** BEGIN PROVIDED DATA **
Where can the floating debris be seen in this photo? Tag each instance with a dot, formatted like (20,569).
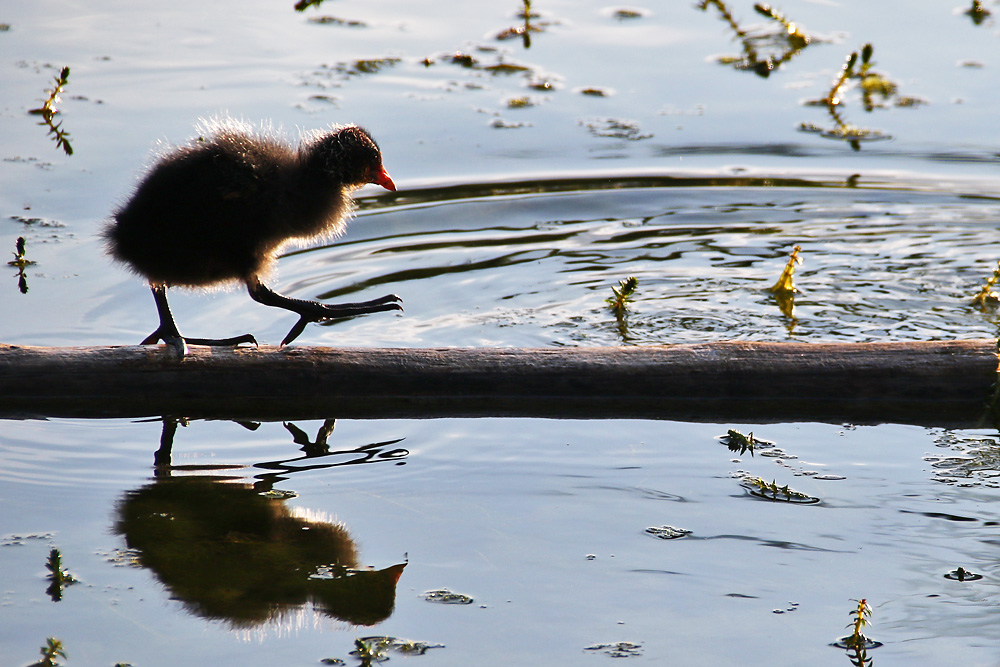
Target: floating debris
(374,648)
(737,442)
(615,128)
(618,650)
(858,642)
(771,491)
(444,596)
(961,574)
(333,20)
(987,298)
(667,532)
(622,296)
(785,283)
(506,68)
** END PROVIDED DATA **
TASK STATEMENT
Extract the lines of the records above and reproduce them exactly, leaving out the pictures.

FINAL RESULT
Where can the floating debris be seen in this photo? Tag each instance with a dot, formatted like (20,569).
Target: floating debris
(374,648)
(737,442)
(615,128)
(618,650)
(858,642)
(771,491)
(444,596)
(961,574)
(333,20)
(987,298)
(667,532)
(622,296)
(785,283)
(506,68)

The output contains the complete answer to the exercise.